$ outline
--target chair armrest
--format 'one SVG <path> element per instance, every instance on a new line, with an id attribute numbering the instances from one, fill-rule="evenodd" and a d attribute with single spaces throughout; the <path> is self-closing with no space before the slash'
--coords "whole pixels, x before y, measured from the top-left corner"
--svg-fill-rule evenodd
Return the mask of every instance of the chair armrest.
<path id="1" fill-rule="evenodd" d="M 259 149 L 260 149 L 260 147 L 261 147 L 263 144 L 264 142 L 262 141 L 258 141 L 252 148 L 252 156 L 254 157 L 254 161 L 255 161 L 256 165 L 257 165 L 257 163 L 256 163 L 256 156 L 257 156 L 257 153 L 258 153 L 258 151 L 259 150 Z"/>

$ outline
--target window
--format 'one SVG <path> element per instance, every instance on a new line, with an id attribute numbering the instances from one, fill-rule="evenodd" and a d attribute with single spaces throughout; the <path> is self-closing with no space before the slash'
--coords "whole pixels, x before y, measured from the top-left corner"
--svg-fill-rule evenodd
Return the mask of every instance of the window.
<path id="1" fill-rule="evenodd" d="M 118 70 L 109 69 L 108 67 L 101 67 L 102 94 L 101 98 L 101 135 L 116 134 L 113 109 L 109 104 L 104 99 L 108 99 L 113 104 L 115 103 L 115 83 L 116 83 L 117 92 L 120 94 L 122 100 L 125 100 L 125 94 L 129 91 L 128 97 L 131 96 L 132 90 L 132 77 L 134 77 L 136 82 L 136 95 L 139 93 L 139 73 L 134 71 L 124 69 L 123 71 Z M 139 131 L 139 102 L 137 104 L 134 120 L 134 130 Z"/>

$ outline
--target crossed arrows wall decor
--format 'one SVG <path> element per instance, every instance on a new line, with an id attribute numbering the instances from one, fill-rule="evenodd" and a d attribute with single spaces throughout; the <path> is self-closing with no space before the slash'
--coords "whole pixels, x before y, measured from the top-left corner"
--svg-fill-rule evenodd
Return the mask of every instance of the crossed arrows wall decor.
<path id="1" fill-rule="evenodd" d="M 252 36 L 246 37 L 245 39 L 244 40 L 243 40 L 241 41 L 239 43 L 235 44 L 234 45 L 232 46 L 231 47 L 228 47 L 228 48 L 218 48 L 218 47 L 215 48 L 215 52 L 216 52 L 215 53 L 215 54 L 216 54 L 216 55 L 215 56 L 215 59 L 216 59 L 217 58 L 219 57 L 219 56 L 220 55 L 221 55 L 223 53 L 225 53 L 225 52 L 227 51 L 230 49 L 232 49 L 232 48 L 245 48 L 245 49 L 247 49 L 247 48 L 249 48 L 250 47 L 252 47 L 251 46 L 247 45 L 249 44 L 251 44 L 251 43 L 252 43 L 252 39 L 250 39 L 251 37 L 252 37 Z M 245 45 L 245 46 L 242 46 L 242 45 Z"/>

__Objective__
Restate the whole listing exactly, leaving out nothing.

__Full response__
$ outline
--target chair armrest
--format 'one SVG <path> element per instance, every instance on a new line, with an id attribute numbering the instances from one, fill-rule="evenodd" and a d attribute with single spaces throughout; the <path> is self-closing with no space before the slash'
--coords "whole pixels, x before y, measured from the top-left corner"
--svg-fill-rule evenodd
Return the mask of every instance of the chair armrest.
<path id="1" fill-rule="evenodd" d="M 259 149 L 260 149 L 260 147 L 261 147 L 263 144 L 264 142 L 262 141 L 258 141 L 252 148 L 252 156 L 254 157 L 254 161 L 255 161 L 256 165 L 257 165 L 257 163 L 256 163 L 256 156 L 257 156 L 257 153 L 258 153 L 258 151 L 259 150 Z"/>

$ outline
--target window
--format 'one SVG <path> element per instance, every instance on a new line, with an id attribute numbering the instances from one, fill-rule="evenodd" and a d attribute with single spaces throughout; the <path> is self-closing with no space before the slash'
--coords "whole pixels, x before y, measured from the top-left corner"
--svg-fill-rule evenodd
Return the mask of every instance of the window.
<path id="1" fill-rule="evenodd" d="M 118 70 L 109 69 L 108 67 L 101 67 L 102 94 L 101 98 L 101 135 L 116 134 L 113 109 L 109 104 L 104 99 L 108 99 L 113 104 L 115 103 L 115 83 L 116 83 L 117 92 L 120 94 L 122 100 L 125 100 L 125 94 L 129 91 L 128 97 L 131 96 L 132 90 L 132 77 L 134 77 L 136 82 L 136 95 L 139 93 L 139 73 L 134 71 L 124 69 L 123 71 Z M 139 131 L 139 102 L 137 104 L 134 120 L 134 130 Z"/>

$ outline
--target crossed arrows wall decor
--format 'one SVG <path> element per instance, every instance on a new line, with an id attribute numbering the instances from one, fill-rule="evenodd" and a d attribute with single spaces throughout; the <path> is self-closing with no space before the slash'
--coords "whole pixels, x before y, measured from the top-left corner"
--svg-fill-rule evenodd
Return the mask of every instance of the crossed arrows wall decor.
<path id="1" fill-rule="evenodd" d="M 252 36 L 246 37 L 245 39 L 244 40 L 243 40 L 241 41 L 239 43 L 235 44 L 234 45 L 232 46 L 231 47 L 228 47 L 228 48 L 218 48 L 218 47 L 215 48 L 215 52 L 216 52 L 215 53 L 215 54 L 216 54 L 216 55 L 215 56 L 215 59 L 216 59 L 217 58 L 219 57 L 219 56 L 220 55 L 221 55 L 223 53 L 225 53 L 225 52 L 227 51 L 230 49 L 232 49 L 232 48 L 245 48 L 245 49 L 247 49 L 247 48 L 249 48 L 250 47 L 252 47 L 251 46 L 247 45 L 249 44 L 251 44 L 251 43 L 252 43 L 252 39 L 250 39 L 251 37 L 252 37 Z M 245 45 L 245 46 L 242 46 L 242 45 Z"/>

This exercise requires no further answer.